DIRECTIONS FOR THIS TASK :: Continue the passage on dependency injection and the Adapter pattern, starting after its final sentence.

** EXCERPTED PASSAGE follows **

Rather than having a reusable code, you have a code which is interchangeable.
A real life example using the DI and Adapter patters. Let's say you have a class, which handles data. It does not retrieve the data, but handles it. We could simply call it DataHandler.
class DataHandler { public: void doSomethingWithData() {} protected: private: };
When you start using the DataHandler in your app, you use it to handle data from a SQL Database. So the DataHandler will need an instance of said class.
class SqlDatabaseDataRetriever { public: Data getData() { } protected: private: }; class DataHandler { public: DataHandler(SqlDatabaseDataRetriever& dataRetriever) { _dataRetriever = dataRetriever; } void doSomethingWithData() { Data data = this->_dataRetriever.getData(); } protected: SqlDatabaseDataRetriever _dataRetriever; private: };
But what if later you decide, you don't want to access the database directly via SqlDatabaseDataRetriever, so you create an API and you create new class which is used to handle the request via your API and retrieves data from it.
So we want to use the DataHandler class with our new ApiDataRetriever, but currently our DataHandler uses a different class. You could just rewrite your code, inject the ApiDataRetriever instead, but there's a better solution.

** End of EXCERPTED PASSAGE **
** GIVEN RECORDS follows **

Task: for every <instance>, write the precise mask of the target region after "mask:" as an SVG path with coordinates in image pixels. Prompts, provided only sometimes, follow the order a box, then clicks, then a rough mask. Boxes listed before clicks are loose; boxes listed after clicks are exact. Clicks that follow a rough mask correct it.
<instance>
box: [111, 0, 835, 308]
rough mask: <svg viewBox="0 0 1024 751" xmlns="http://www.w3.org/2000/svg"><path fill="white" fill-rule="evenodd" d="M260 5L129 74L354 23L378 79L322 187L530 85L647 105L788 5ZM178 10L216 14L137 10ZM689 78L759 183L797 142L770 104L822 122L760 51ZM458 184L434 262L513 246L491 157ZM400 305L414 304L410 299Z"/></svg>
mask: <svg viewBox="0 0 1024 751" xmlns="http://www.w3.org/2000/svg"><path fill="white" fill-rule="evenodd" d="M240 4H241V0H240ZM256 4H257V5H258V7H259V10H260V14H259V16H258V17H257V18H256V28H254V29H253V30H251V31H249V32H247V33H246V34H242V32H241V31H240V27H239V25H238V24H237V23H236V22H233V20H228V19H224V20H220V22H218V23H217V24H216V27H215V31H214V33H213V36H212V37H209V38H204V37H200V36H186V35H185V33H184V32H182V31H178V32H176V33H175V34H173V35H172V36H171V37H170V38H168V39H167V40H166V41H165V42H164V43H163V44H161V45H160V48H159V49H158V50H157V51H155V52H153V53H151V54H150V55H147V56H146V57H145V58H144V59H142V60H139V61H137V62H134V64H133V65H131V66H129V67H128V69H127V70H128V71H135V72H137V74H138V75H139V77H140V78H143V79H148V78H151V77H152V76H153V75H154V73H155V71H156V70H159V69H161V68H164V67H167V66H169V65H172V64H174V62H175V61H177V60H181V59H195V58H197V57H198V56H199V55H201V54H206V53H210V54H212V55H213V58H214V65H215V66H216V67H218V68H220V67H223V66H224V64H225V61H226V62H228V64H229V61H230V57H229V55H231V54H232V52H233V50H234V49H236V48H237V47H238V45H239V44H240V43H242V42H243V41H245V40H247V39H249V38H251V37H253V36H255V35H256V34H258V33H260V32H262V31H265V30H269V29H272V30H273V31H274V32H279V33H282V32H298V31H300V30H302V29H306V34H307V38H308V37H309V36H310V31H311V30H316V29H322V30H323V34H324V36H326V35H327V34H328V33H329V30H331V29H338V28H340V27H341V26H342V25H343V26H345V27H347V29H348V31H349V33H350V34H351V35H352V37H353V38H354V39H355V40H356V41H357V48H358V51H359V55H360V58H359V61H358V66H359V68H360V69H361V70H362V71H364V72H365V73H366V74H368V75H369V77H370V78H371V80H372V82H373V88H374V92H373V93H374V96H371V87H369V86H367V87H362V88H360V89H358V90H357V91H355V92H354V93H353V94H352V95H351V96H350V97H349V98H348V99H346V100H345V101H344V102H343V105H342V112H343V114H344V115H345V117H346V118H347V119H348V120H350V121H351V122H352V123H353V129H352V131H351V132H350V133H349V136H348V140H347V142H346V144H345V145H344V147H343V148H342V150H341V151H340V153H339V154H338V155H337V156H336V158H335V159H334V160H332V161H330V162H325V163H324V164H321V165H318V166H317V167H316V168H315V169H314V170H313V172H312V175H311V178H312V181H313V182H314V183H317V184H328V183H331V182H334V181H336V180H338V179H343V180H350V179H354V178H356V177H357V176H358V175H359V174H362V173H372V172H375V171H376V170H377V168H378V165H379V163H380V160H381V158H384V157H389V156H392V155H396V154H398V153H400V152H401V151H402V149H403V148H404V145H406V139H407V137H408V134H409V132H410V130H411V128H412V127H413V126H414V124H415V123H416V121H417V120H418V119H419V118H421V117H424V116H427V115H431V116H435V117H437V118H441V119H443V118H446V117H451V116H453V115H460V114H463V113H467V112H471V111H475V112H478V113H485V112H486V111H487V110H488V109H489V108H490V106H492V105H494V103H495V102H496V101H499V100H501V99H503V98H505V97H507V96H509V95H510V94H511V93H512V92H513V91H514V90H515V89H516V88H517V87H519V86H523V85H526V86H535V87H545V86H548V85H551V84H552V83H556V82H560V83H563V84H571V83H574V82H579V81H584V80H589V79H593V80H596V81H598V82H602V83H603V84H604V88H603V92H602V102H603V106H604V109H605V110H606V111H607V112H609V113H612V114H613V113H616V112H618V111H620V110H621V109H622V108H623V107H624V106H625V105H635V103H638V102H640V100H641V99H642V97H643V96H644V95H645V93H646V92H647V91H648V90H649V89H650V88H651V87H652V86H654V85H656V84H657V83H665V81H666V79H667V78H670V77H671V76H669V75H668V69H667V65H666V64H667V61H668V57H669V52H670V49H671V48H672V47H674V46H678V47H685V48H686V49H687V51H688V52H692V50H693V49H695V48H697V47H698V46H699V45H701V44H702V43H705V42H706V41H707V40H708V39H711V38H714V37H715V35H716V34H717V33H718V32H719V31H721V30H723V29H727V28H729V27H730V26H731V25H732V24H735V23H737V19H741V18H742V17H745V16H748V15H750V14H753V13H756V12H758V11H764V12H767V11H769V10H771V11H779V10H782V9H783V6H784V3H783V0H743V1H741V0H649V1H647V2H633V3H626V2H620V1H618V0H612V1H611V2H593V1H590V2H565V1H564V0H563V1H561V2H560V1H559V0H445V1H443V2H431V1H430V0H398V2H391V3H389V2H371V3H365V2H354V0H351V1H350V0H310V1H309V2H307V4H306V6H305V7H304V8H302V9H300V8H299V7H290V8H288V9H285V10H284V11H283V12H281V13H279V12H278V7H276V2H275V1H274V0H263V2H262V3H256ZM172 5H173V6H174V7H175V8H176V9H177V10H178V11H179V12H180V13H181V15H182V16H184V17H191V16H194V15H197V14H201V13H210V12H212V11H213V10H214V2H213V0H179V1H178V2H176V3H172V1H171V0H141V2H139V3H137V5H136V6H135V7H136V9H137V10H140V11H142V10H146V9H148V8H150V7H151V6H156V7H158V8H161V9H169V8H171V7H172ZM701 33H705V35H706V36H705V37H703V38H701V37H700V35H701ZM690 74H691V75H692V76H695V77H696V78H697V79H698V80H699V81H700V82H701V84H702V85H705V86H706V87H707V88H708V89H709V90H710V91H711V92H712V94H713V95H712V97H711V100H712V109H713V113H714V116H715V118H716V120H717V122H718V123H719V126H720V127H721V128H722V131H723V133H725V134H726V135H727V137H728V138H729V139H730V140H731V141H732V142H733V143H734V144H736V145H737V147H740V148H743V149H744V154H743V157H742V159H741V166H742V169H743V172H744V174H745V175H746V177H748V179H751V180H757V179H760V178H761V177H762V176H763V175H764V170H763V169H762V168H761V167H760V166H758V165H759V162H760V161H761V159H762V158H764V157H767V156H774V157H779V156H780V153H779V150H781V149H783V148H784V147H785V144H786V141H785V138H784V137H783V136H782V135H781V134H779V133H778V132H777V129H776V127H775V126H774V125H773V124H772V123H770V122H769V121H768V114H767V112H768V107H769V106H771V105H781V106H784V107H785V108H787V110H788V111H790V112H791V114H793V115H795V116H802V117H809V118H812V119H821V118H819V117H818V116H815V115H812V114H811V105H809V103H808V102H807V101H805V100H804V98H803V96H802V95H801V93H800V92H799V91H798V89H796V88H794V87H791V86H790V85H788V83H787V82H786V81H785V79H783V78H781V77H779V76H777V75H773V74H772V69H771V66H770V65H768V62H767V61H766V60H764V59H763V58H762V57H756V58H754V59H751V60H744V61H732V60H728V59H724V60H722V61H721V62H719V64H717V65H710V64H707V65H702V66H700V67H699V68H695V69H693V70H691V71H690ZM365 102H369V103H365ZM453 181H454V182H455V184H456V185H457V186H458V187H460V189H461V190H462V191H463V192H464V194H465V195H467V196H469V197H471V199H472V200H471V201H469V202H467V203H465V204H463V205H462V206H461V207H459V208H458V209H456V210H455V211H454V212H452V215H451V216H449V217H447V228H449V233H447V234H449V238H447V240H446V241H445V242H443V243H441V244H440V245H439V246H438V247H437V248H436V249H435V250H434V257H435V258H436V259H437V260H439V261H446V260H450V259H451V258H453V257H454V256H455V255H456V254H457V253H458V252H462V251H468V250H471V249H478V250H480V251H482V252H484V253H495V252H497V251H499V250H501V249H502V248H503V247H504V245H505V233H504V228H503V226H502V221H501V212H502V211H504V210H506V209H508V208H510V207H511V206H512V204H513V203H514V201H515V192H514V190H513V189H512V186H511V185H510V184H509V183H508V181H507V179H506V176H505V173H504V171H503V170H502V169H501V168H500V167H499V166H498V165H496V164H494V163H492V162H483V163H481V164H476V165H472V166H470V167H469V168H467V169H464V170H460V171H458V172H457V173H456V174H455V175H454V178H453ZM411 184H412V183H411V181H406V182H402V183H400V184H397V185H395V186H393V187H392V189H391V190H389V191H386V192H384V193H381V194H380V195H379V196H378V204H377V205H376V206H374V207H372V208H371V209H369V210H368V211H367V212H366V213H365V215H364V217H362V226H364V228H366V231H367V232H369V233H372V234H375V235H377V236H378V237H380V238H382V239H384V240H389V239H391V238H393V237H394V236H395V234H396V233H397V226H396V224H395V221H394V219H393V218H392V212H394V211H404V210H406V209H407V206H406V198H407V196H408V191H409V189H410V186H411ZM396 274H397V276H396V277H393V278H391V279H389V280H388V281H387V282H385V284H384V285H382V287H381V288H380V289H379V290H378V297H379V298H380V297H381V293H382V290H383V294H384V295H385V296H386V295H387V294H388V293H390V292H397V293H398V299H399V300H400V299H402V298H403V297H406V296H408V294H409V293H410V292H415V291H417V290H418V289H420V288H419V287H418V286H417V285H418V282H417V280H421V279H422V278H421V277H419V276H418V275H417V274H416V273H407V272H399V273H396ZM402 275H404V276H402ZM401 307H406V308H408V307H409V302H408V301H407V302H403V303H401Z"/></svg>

** End of GIVEN RECORDS **

RESPONSE TO THE EXERCISE ::
You will create an abstract class, which all your DataRetrievers will inherit, you will inject this abstract class instead and use it's methods.
class DataRetriever { public: virtual Data getData() = 0; protected: private; } class SqlDatabaseDataRetriever : public DataRetriever { public: virtual Data getData() { } protected: private; } class ApiDataRetriever : public DataRetriever { public: virtual Data getData() { } protected: private; } class DataHandler { public: DataHandler(DataRetriever& dataRetriever) { _dataRetriever = dataRetriever; } void doSomethingWithData() { Data data = this->_dataRetriever.getData(); } protected: DataRetriever _dataRetriever; private: };
Because the function in parent class is defined as pure virtual, it has to be implemented in child class, and because you are injecting the parent class, but that cannot be instantiated, you will always get a subject class having the parent method, which you can use without constraints.